- **Activity**:
Every entry must be echoed exactly.
↓↓↓
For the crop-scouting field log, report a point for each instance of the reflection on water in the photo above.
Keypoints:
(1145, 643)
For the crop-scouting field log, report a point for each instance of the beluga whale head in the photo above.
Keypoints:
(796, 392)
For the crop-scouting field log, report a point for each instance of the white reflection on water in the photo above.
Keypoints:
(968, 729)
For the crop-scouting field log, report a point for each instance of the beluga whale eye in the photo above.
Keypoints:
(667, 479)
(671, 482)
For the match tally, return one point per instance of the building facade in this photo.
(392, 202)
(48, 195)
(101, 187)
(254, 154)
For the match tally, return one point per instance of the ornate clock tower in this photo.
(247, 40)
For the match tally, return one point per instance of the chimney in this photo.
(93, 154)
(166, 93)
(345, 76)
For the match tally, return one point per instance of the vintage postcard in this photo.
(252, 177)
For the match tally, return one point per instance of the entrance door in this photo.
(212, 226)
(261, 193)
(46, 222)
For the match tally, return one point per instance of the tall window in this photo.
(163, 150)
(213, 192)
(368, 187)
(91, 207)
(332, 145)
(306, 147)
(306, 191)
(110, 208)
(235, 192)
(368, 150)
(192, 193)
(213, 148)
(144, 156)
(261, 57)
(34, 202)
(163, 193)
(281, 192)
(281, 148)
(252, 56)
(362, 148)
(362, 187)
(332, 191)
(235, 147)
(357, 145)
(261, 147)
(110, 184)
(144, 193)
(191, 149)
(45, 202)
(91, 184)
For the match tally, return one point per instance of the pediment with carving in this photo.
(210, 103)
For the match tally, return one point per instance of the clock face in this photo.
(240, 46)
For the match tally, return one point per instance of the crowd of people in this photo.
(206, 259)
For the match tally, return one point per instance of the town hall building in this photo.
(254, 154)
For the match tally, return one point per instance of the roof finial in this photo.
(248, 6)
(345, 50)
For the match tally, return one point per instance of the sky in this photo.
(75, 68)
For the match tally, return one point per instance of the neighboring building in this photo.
↑↑↑
- **Your solution**:
For the crop-scouting field log, report a point for each instance of the reflection on water in the photo above.
Keypoints:
(1145, 643)
For the crop-scouting field log, report a point for each instance of the beluga whale head in the photo above.
Keypoints:
(796, 392)
For the crop-scouting field log, report a point for each instance of the white reflection on water in the photo above.
Keypoints:
(968, 729)
For the crop-scouting field log, report a point for each instance of the beluga whale eye in the photo above.
Keypoints:
(667, 479)
(671, 482)
For the match tally, return one point per instance of the building facade in this photo.
(392, 202)
(48, 195)
(101, 187)
(254, 154)
For the match tally, return one point per instance of the ornate clock tower in this photo.
(247, 40)
For the match tally, return one point per instance of the chimney in this photo.
(93, 154)
(166, 93)
(345, 76)
For the match tally, return one point per instance of the vintage postcard in this photo.
(252, 177)
For the match tally, return one point per instance of the entrance door in this photo.
(212, 226)
(261, 193)
(46, 222)
For the match tally, return one point per instance of the tall window in this photo.
(163, 150)
(213, 192)
(368, 187)
(91, 207)
(332, 145)
(306, 147)
(306, 191)
(110, 208)
(235, 192)
(368, 150)
(192, 193)
(213, 148)
(144, 156)
(261, 57)
(34, 202)
(163, 193)
(281, 192)
(281, 148)
(252, 56)
(362, 148)
(362, 187)
(332, 191)
(235, 147)
(357, 145)
(261, 147)
(110, 184)
(144, 193)
(191, 149)
(45, 202)
(91, 184)
For the match tally, return one point per instance of the pediment with carving in this photo.
(210, 103)
For the match tally, return one point per instance of the clock face in this photo.
(240, 46)
For the match tally, return one point per instance of the crowd of people in this photo.
(206, 259)
For the match tally, return one point per instance of the town hall building in this photo.
(254, 154)
For the match tally, return one point per instance of the roof finial in this photo.
(248, 6)
(345, 50)
For the match tally, return one point per instance of the sky in this photo.
(75, 68)
For the match tally, return one point per instance of the neighboring building in this photo.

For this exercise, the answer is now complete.